*题目要求*. 将数据中从含有“of the flat”的那一行开始、至数据末尾结束的部分（首尾两行均包括在内）整理成 Markdown 表格，列名为“序号”和“数据行”，空行不列入。

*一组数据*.
%%

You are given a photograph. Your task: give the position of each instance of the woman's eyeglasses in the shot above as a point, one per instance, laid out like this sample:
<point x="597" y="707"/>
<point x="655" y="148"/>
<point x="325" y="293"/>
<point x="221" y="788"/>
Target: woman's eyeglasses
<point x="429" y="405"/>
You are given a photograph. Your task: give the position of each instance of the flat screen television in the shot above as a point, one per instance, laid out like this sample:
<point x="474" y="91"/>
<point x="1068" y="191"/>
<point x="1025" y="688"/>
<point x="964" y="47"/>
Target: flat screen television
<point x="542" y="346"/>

%%

*参考解答*.
| 序号 | 数据行 |
|---|---|
| 1 | You are given a photograph. Your task: give the position of each instance of the flat screen television in the shot above as a point, one per instance, laid out like this sample: |
| 2 | <point x="474" y="91"/> |
| 3 | <point x="1068" y="191"/> |
| 4 | <point x="1025" y="688"/> |
| 5 | <point x="964" y="47"/> |
| 6 | Target: flat screen television |
| 7 | <point x="542" y="346"/> |